Return every line of the data exactly as it appears.

________________

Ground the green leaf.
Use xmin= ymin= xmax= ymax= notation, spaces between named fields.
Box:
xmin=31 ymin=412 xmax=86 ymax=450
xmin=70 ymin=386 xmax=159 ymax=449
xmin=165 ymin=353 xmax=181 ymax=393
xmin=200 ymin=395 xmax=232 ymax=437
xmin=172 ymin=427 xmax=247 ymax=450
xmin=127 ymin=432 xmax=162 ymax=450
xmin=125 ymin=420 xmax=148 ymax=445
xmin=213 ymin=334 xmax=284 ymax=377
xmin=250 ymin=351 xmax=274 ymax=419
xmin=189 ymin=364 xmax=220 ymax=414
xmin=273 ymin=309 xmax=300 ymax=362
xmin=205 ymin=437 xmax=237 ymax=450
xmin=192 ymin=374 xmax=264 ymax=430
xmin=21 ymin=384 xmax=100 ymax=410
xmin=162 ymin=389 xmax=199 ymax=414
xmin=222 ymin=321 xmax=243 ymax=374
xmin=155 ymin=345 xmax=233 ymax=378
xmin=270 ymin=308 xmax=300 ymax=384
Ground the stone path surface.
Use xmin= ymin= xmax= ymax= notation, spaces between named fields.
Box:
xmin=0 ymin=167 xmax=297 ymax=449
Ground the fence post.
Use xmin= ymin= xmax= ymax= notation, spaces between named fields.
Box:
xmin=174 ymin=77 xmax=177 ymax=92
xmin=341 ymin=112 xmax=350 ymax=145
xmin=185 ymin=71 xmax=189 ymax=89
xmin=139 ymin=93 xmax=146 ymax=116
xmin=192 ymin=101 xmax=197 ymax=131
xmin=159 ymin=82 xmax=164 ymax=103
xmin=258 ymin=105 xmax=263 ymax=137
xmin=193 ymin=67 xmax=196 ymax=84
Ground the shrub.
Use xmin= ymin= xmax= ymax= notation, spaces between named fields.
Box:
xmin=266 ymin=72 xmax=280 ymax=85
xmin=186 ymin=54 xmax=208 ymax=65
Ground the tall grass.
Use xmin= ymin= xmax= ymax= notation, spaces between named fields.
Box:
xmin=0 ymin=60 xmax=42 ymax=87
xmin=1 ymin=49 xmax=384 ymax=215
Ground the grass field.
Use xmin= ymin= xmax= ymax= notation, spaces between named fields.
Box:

________________

**Response area**
Ground the green leaf.
Use xmin= ymin= xmax= ymax= notation, spaces between named fields.
Box:
xmin=31 ymin=412 xmax=86 ymax=450
xmin=70 ymin=386 xmax=159 ymax=449
xmin=165 ymin=353 xmax=181 ymax=393
xmin=200 ymin=395 xmax=232 ymax=437
xmin=172 ymin=427 xmax=247 ymax=450
xmin=127 ymin=432 xmax=162 ymax=450
xmin=125 ymin=420 xmax=148 ymax=445
xmin=213 ymin=334 xmax=284 ymax=377
xmin=250 ymin=351 xmax=274 ymax=419
xmin=189 ymin=364 xmax=220 ymax=414
xmin=273 ymin=309 xmax=300 ymax=362
xmin=205 ymin=437 xmax=237 ymax=450
xmin=192 ymin=374 xmax=264 ymax=430
xmin=21 ymin=384 xmax=100 ymax=410
xmin=162 ymin=389 xmax=199 ymax=414
xmin=222 ymin=321 xmax=243 ymax=374
xmin=155 ymin=345 xmax=233 ymax=378
xmin=270 ymin=308 xmax=300 ymax=384
Ground the stone path surface.
Use xmin= ymin= xmax= ymax= notation, spaces between named fields.
Box:
xmin=0 ymin=167 xmax=297 ymax=449
Ground the fence post.
Use xmin= ymin= xmax= ymax= notation, spaces between named fields.
Box:
xmin=174 ymin=77 xmax=177 ymax=92
xmin=341 ymin=112 xmax=350 ymax=145
xmin=185 ymin=71 xmax=189 ymax=89
xmin=139 ymin=93 xmax=146 ymax=116
xmin=192 ymin=101 xmax=197 ymax=131
xmin=159 ymin=82 xmax=164 ymax=103
xmin=258 ymin=105 xmax=263 ymax=137
xmin=193 ymin=67 xmax=196 ymax=84
Ground the shrub.
Use xmin= ymin= xmax= ymax= notation, spaces between named fields.
Box:
xmin=266 ymin=72 xmax=280 ymax=85
xmin=186 ymin=54 xmax=208 ymax=65
Ground the tall grass.
Use xmin= ymin= xmax= ymax= notation, spaces between named fields.
Box:
xmin=0 ymin=60 xmax=42 ymax=87
xmin=1 ymin=49 xmax=384 ymax=215
Ground the grass field.
Use xmin= ymin= xmax= ymax= notation, spaces between named fields.
Box:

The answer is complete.